*The request*
Please copy out every line, requests included, starting at the line that contains "Question 11: Identify the blurred" and stopping after the last line of the records. Scale each bounding box coordinate in the answers by 1.6, rounding to whole numbers with halves rounded up, and leave the numbers in the requests and their sample layouts as they are.

== Records for this task ==

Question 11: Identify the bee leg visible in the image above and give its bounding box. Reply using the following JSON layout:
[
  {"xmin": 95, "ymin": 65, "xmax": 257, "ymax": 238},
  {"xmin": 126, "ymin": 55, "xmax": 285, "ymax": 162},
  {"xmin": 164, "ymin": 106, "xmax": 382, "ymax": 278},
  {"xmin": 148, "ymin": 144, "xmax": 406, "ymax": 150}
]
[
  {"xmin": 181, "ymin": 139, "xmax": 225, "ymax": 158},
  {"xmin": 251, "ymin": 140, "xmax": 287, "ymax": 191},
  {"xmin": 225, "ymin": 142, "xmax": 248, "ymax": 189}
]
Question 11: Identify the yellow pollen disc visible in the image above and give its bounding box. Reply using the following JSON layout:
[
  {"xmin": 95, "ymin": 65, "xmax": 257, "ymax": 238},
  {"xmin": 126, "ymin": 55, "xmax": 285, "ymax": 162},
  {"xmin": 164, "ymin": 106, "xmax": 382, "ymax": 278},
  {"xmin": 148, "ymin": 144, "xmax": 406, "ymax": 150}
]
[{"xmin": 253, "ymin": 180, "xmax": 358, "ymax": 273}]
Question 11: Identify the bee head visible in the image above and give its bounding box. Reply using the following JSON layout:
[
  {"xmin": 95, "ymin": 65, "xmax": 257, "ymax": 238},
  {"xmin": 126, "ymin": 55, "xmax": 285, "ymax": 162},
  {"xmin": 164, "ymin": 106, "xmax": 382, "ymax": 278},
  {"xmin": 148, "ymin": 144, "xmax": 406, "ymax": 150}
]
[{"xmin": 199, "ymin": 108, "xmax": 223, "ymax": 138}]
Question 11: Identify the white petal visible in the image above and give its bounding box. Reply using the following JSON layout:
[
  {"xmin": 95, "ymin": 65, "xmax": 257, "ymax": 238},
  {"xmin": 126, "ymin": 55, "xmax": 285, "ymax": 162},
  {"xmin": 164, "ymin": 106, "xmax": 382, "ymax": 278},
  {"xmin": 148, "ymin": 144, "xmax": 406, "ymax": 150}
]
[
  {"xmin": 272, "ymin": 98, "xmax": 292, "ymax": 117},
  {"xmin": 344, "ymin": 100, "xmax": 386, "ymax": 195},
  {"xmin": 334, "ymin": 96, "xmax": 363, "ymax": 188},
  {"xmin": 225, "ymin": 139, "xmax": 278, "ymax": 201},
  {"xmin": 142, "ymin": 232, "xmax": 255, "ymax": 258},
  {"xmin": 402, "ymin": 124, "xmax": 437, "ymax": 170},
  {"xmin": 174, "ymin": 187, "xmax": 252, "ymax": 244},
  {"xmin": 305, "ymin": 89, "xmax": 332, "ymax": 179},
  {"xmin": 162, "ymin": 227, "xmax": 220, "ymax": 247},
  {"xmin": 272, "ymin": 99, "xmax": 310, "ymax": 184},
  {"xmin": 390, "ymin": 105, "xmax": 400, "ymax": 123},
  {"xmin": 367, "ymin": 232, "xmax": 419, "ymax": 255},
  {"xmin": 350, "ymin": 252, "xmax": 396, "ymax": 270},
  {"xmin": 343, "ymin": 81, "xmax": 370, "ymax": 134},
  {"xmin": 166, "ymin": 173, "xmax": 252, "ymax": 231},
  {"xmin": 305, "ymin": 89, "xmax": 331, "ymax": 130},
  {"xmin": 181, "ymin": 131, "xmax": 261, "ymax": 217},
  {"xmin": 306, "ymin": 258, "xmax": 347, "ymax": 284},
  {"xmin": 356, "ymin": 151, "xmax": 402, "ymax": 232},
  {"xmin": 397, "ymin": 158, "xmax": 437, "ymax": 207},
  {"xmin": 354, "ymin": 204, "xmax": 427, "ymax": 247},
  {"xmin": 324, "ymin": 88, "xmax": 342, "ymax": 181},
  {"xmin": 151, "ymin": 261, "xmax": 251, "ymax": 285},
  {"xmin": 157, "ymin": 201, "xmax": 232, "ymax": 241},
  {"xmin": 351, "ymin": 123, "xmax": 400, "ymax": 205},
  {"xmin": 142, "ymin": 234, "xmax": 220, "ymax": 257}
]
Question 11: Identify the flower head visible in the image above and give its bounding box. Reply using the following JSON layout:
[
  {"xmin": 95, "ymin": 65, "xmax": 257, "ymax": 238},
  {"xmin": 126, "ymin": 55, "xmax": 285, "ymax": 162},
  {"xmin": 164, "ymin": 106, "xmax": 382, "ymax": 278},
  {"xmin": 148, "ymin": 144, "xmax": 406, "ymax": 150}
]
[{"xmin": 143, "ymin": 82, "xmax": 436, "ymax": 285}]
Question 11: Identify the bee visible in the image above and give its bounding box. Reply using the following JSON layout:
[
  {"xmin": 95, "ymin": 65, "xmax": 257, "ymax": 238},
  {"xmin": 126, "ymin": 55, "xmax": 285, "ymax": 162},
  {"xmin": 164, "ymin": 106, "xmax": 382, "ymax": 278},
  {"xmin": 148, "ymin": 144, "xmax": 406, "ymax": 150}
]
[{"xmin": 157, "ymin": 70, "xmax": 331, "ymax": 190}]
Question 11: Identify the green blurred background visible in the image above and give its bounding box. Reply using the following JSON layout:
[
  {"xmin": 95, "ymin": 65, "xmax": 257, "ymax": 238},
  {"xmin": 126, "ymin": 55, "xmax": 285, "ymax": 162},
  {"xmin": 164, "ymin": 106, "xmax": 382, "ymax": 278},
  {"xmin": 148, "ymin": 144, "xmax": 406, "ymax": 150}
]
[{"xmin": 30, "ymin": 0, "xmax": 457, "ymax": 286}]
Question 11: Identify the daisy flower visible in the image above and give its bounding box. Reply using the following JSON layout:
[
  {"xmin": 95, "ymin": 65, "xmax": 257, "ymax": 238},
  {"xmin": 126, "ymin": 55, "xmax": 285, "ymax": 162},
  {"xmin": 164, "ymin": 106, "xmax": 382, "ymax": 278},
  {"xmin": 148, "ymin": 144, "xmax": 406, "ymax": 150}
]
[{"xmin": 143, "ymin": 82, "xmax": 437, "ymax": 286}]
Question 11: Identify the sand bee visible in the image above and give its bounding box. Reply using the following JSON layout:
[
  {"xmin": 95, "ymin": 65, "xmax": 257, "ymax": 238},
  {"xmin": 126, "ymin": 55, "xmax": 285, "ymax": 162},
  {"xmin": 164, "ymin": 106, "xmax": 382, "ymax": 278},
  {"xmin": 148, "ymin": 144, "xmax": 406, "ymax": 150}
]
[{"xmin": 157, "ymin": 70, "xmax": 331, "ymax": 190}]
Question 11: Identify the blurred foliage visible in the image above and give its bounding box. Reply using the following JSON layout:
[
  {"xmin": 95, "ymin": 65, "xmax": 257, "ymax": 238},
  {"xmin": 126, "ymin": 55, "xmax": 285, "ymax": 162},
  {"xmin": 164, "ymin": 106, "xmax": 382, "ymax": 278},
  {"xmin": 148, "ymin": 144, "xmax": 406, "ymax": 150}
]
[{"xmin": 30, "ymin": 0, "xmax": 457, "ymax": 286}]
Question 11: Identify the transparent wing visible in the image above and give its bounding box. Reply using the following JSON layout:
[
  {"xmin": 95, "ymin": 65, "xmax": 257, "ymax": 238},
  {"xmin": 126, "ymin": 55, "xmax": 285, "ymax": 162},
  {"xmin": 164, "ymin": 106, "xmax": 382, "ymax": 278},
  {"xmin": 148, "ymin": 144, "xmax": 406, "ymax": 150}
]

===

*Solution to this problem*
Question 11: Identify the blurred foliage visible in the image above and give its bounding box. Reply using the following JSON layout:
[
  {"xmin": 95, "ymin": 65, "xmax": 257, "ymax": 238},
  {"xmin": 126, "ymin": 55, "xmax": 285, "ymax": 162},
  {"xmin": 164, "ymin": 106, "xmax": 382, "ymax": 278},
  {"xmin": 148, "ymin": 144, "xmax": 406, "ymax": 150}
]
[{"xmin": 48, "ymin": 0, "xmax": 731, "ymax": 458}]
Question 11: Identify the transparent wing visible in the image above and give its bounding box. Reply using the following JSON layout:
[
  {"xmin": 95, "ymin": 65, "xmax": 257, "ymax": 238},
  {"xmin": 126, "ymin": 55, "xmax": 285, "ymax": 162},
  {"xmin": 164, "ymin": 106, "xmax": 382, "ymax": 278},
  {"xmin": 148, "ymin": 144, "xmax": 406, "ymax": 150}
]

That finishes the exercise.